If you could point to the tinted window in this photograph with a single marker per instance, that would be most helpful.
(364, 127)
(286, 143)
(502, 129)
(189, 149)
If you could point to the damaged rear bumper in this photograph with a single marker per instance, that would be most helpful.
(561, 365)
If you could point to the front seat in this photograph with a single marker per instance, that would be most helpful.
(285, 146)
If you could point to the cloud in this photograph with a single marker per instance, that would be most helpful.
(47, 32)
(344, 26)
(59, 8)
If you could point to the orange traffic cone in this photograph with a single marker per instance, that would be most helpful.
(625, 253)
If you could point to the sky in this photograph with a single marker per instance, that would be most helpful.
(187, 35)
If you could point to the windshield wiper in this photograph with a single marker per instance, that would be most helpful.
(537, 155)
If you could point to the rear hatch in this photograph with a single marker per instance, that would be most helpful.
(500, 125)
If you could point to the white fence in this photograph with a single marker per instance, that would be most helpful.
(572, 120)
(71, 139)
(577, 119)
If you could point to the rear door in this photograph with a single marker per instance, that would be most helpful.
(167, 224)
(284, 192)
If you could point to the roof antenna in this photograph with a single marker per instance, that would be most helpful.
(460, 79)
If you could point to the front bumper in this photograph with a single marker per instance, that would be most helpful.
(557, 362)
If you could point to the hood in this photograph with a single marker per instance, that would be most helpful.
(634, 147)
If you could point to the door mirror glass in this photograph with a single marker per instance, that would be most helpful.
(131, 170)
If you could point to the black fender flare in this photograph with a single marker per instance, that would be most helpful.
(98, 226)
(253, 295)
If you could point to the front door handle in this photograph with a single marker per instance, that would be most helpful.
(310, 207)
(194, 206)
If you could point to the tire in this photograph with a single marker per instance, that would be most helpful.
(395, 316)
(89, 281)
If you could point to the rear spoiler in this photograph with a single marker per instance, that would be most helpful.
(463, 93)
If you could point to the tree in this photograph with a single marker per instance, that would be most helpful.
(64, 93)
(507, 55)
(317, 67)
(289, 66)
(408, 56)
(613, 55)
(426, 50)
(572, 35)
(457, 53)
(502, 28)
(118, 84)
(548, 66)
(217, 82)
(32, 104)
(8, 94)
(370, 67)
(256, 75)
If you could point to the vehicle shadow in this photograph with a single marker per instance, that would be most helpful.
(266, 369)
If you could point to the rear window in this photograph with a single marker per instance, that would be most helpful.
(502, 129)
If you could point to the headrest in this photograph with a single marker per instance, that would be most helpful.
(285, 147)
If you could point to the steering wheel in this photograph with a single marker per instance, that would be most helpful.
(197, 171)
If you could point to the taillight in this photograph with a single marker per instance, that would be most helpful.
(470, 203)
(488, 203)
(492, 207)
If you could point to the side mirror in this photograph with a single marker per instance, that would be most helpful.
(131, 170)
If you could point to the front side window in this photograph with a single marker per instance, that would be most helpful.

______________________________

◆ What you need to do
Every record shown above should be written out again exactly.

◆ Task response
If you could point to the tinted window in this photograph with a single marker per instance, that would be most helpful.
(364, 127)
(286, 143)
(502, 129)
(189, 149)
If you could point to the damaged rear bumper in this photograph with a single marker per instance, that would be most helpful.
(561, 365)
If you could point to the front seat in this photograph with a single marker per instance, that would be most helpful.
(285, 146)
If you could point to the cloud in this photograph with a single marker per instance, that would be most helpful.
(47, 32)
(344, 26)
(59, 8)
If you could point to the orange traffic cone in this photograph with a single marker per instance, that would be most helpful.
(625, 253)
If you could point to the sky in this photograph with a single marker per instance, that would be most helpful.
(187, 35)
If you could point to the windshield wiper in this photograph with a single marker per instance, that would be most helpful.
(537, 155)
If you could point to the rear hatch in this photograph with a single marker per instance, that would be most helpful.
(500, 125)
If you could point to the white fence in this photograph with a single marker per instance, that would be most helpful.
(572, 120)
(71, 139)
(577, 119)
If you could point to the rear door in this photograph with a single marker per instance, that would be most helpful.
(167, 224)
(284, 192)
If you could point to the roof antenna in this photograph with a single marker per instance, that would be most helpful.
(460, 79)
If you could point to the front bumper in this photograph with a single marker per instance, that would be most helpful.
(557, 362)
If you could point to the hood in this photograph with a single marker per instance, that would be most helpful.
(634, 147)
If you could point to the door mirror glass in this photograph with a single marker per instance, that would be most helpful.
(131, 170)
If you could point to the black fender flare in this photograph with a single marker per instance, that would be most helpful.
(98, 226)
(253, 295)
If you could point to the front door handle in this photograph with a single marker per instance, that would be most helpful.
(310, 207)
(194, 206)
If you could point to the tire in this photograph with a single marker per instance, that would be most helpful.
(395, 316)
(89, 281)
If you could point to the rear spoiler in this photograph with a single marker per instance, that would be most helpful.
(463, 93)
If you could point to the tree in this photograph with a single marker per instance, that would be most helpful.
(64, 93)
(507, 55)
(317, 67)
(289, 66)
(408, 56)
(613, 55)
(426, 50)
(572, 35)
(457, 53)
(502, 28)
(118, 84)
(548, 66)
(217, 82)
(32, 104)
(8, 94)
(370, 67)
(256, 75)
If you could point to the vehicle shadow in this photograph with a single marker per instance, that would be most helpful.
(266, 369)
If you could point to the rear window in this photograph with a single marker per instance, that would be most helpful.
(502, 129)
If you could point to the headrest in this photograph with a single marker per instance, that would be most helpful.
(285, 147)
If you could point to the steering wheel in this photograph with a single marker per instance, that would be most helpful.
(197, 171)
If you could point to the taillight in this photograph with a single marker per instance, that would be most helpful.
(470, 203)
(488, 203)
(492, 207)
If you could point to the side mirror in this photograph with a single marker per instance, that would be most helpful.
(131, 170)
If you could point to the front side window in this photograph with a single marker per instance, that would be most helpful.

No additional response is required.